┌──

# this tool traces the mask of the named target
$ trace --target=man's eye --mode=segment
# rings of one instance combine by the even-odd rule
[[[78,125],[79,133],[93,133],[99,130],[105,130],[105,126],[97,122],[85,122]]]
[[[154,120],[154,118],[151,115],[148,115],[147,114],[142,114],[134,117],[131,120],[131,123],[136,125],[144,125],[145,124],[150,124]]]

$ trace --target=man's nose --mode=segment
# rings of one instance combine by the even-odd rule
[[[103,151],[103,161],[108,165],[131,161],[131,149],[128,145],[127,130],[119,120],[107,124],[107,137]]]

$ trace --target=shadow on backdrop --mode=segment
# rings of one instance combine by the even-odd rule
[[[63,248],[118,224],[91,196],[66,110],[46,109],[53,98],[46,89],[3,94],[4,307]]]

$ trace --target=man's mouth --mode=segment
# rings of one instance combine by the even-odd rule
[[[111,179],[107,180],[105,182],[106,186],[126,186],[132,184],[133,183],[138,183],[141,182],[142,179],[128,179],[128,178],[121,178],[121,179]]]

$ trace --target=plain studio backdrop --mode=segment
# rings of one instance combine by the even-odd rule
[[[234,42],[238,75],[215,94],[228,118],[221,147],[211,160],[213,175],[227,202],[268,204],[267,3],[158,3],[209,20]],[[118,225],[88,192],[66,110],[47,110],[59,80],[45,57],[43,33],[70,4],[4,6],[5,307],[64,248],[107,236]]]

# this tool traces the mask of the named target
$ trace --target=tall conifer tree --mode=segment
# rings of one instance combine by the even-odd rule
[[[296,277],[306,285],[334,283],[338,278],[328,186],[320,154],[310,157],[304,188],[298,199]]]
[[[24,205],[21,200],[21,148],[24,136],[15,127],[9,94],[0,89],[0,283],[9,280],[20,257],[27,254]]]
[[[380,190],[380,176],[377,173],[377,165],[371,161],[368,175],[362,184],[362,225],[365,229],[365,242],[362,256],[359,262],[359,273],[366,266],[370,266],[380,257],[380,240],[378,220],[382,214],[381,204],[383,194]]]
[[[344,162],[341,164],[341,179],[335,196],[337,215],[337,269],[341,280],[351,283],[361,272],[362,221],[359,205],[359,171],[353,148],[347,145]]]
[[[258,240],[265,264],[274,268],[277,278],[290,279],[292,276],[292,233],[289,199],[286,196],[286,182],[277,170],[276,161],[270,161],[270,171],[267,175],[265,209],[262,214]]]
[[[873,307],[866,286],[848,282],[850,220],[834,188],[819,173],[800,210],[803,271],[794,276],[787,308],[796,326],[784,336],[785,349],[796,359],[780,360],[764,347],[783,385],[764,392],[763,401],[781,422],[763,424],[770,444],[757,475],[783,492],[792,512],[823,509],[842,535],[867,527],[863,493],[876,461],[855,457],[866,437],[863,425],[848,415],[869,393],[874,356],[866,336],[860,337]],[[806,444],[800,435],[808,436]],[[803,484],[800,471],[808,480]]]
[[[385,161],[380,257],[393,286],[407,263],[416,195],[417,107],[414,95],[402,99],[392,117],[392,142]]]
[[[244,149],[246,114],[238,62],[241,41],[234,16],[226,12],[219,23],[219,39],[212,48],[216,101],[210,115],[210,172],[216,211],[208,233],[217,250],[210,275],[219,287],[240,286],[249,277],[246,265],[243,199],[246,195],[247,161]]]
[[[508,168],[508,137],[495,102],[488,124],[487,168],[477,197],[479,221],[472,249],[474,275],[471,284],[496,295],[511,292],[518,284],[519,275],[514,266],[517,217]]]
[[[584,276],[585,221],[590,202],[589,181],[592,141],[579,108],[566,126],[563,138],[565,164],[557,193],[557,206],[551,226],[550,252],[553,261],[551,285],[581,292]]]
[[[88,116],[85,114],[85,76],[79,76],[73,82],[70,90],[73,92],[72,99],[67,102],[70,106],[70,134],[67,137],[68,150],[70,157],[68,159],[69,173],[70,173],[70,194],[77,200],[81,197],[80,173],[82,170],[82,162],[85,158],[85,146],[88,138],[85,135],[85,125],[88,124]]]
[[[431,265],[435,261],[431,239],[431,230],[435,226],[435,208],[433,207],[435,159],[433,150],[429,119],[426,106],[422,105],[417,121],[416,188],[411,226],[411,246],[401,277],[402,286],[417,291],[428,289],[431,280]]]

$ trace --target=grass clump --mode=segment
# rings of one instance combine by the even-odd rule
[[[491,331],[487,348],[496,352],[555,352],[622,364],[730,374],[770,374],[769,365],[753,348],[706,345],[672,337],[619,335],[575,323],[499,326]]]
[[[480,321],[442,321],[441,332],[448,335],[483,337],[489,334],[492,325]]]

└──

> What to do: Gather every line from the data above that contains the string "segment", and copy each one in full.

> Exercise response:
$ trace --target=man's eye --mode=segment
$ trace --target=man's nose --mode=segment
$ trace --target=shadow on backdrop --mode=segment
$ trace --target=man's mouth --mode=segment
$ trace --target=plain studio backdrop --mode=segment
$ trace --target=tall conifer tree --mode=segment
$ trace --target=grass clump --mode=segment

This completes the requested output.